> **EXTRACT TO READ**:
----

The input of the Encoder is the preprocessed image, while the output of the Encoder is the latent vector. The input of the Decoder is that latent vector, while the output of the Decoder is the reconstructed image (scaled similar to the input image). The latent space is an abstract, multidimensional representation of the transformed or compressed image that is nominally one dimensional. Each element of that 1D vector can be interpreted as a learned feature over the dataset.

If we prioritised simplifying the feature space interpretability — and, say, focused on human face generation — then one of the features could represent eye shape or color, another could change the face shape, a third could effect the ear height, while a fourth could manipulate the hair style. From this perspective, the values of the latent vector could be a quantification of the features measured in the input image by the Encoder.

Similarly, changing the values of the latent vector elements before passing it through the Decoder could be akin to tuning a knob on the features of the reconstructed, human-face image. For a more casual user example, the latent space can be interpreted as a non-linear compression or compressed representation of the input image. Compression is, indeed, a well established use case for Autoencoders.

In reality, these features are often correlated and can be manipulated, but not necessarily act independently or linearly. The features are very often correlated along the non-linear transformations throughout the Encoder feature mappings. At the same time, it is reasonable to interpret the latent space as a collection of feature elements that represent the image dataset. In our toy example below, we will use a post-processing method to artificially constrain the distributions over our latent vectors to generate specific handwritten digits with increasing clarity.

Furthermore, there are variations on autoencoders where the latent vector is not explicitly defined. Instead, the output of the Encoder is simply passed through to the Decoder. These variants do not produce a vector that can be extracted, examined, and manipulated. The Encoder would instead output a matrix as an Encoded “image” or feature map that is still a sample from the latent space.

Nonetheless, because GenAI directly implements latent space manipulation as a key element of manipulating the output via user prompting, we will focus on the nominal Autoencoder variant that outputs an explicit vector within the latent space. In the context of dimensionality reduction, the latent vector is by definition smaller than the image itself. All the same, it contains as much of the original information that is necessary to reconstruct the output image with minimum error or loss. Because of this use case, the latent vector is sometimes referred to as the encoding or embedding vector.

This use case either uses the AE as a low pass filter (denoising) or only stores that necessary latent vector to reconstruct the image (compression). Furthermore, if we train an AE on a set of data, then we can compress that data into the set of latent vectors. Think of this as encoding on your computer, transmitting the latent vector via the internet, and decoding on another computer. If properly trained, the second computer could reconstruct the image to very high accuracy (i.e., low loss or error).

As a result, only the image latent vector would need to be transmitted from our system to another without needing to overload the bandwidth with the full image. Note that this compression is nominally “lossy compression”, which is a well established norm for internet streaming services.

----

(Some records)

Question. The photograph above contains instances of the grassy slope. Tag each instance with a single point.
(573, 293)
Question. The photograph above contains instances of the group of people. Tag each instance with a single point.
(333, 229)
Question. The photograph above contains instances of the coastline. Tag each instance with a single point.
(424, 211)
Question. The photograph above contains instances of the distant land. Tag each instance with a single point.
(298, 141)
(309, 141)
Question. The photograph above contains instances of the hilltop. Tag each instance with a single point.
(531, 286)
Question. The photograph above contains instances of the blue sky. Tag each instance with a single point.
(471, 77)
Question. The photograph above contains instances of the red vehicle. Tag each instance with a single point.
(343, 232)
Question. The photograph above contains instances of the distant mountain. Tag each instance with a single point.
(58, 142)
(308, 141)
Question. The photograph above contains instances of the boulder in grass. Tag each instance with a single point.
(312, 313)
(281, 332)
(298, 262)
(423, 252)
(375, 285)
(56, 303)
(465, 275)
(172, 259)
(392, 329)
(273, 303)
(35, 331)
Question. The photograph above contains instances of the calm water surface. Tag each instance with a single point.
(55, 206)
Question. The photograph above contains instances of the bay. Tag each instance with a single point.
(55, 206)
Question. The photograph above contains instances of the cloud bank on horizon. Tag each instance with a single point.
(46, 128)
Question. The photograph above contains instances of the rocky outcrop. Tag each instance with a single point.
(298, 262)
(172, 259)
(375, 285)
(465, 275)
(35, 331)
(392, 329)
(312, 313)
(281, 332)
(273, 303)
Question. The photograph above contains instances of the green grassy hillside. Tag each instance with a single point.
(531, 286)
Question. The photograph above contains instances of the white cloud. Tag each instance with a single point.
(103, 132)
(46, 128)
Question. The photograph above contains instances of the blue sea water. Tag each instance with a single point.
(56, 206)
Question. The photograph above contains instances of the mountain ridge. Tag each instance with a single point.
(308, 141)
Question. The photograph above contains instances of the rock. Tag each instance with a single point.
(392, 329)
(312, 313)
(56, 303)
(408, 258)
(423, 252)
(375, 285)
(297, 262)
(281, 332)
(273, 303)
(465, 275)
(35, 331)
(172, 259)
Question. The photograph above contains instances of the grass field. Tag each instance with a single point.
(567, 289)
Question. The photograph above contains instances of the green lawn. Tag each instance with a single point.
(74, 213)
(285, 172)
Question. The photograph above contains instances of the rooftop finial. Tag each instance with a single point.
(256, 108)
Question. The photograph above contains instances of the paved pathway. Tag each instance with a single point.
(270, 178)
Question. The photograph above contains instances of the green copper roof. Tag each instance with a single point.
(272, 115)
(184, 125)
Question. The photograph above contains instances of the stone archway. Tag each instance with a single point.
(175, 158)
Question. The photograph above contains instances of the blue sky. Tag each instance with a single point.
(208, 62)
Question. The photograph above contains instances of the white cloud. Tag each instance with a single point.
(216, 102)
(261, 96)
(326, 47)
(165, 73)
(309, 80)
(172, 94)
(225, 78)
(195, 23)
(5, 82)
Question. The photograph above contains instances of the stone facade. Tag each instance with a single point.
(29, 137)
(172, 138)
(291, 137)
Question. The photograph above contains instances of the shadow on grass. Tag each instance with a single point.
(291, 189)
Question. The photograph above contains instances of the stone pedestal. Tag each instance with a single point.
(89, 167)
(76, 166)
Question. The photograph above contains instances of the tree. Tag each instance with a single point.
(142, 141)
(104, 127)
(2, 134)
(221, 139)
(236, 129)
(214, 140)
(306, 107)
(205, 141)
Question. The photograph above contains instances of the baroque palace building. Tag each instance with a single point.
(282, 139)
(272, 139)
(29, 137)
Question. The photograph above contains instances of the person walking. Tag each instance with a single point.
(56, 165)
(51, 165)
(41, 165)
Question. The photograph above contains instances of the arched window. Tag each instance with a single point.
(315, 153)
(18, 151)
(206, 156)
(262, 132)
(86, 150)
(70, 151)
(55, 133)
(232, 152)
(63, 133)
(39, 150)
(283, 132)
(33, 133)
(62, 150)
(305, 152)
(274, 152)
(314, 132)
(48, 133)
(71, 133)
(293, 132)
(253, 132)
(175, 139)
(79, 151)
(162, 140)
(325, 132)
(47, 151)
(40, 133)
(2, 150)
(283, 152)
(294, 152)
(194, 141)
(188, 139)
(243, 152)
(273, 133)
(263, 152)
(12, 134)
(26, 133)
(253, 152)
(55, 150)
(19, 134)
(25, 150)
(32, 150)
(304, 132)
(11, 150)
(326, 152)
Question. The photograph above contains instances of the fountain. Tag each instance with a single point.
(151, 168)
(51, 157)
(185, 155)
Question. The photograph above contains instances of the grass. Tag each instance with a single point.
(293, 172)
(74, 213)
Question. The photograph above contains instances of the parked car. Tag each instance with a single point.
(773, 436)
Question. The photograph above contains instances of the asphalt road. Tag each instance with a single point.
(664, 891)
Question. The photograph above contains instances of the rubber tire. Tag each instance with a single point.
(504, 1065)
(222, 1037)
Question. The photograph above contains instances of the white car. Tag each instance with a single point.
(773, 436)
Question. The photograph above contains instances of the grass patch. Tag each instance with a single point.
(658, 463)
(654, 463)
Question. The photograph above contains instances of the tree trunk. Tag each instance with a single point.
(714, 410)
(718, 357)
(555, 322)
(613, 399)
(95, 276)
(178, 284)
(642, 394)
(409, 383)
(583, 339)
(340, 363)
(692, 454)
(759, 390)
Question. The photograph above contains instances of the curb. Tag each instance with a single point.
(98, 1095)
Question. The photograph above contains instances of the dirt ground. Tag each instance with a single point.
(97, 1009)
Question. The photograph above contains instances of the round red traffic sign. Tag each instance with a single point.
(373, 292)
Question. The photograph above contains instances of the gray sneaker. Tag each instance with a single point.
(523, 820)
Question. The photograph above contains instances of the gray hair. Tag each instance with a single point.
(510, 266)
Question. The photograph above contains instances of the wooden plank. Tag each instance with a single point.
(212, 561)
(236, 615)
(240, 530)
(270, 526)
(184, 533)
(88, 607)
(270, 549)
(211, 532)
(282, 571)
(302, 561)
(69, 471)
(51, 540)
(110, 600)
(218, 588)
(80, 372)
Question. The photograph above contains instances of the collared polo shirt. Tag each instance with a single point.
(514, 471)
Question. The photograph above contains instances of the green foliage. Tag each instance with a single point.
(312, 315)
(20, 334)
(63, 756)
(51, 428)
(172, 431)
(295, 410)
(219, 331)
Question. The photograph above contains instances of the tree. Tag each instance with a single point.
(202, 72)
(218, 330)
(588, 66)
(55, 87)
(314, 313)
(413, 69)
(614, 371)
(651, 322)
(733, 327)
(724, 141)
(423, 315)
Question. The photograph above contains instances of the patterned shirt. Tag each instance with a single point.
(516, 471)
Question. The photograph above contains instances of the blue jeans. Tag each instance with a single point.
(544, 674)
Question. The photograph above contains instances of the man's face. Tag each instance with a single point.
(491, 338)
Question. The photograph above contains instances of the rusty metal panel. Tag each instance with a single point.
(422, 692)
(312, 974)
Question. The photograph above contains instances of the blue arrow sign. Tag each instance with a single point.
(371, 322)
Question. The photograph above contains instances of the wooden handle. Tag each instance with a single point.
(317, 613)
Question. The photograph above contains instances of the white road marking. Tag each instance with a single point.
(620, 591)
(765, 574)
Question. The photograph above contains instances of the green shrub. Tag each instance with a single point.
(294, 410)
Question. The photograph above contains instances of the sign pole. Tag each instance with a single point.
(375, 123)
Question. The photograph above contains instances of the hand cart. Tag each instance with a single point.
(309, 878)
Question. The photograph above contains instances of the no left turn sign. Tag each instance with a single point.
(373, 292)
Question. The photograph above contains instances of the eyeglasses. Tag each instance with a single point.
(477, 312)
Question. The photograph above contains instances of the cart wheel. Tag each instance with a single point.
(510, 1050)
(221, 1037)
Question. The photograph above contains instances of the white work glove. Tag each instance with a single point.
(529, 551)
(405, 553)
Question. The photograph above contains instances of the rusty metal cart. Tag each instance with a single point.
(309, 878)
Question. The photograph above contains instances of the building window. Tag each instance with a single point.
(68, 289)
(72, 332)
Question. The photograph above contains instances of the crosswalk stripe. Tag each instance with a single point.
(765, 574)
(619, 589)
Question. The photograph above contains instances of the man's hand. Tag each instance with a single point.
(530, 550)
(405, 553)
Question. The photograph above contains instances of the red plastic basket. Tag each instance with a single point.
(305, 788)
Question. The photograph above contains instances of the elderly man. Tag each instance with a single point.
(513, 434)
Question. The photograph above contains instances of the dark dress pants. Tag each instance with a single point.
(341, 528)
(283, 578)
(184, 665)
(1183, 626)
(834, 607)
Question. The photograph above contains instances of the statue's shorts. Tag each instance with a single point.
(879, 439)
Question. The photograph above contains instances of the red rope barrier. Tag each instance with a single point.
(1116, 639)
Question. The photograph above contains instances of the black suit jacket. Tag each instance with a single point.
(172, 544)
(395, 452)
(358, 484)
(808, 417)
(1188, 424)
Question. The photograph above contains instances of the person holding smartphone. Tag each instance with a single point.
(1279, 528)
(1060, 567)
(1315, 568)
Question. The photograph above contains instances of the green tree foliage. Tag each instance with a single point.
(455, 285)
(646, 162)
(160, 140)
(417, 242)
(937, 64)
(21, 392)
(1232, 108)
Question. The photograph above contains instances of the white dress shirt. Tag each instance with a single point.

----

Answer these questions using the passage on autoencoders:
(a) What does the Decoder take as its input?
(b) Apart from compression, what does the passage say an AE can be used as in this use case?
(c) What kind of compression does the passage say this nominally is?

> **RESULT**:
(a) The latent vector.
(b) A low pass filter (denoising).
(c) Lossy compression.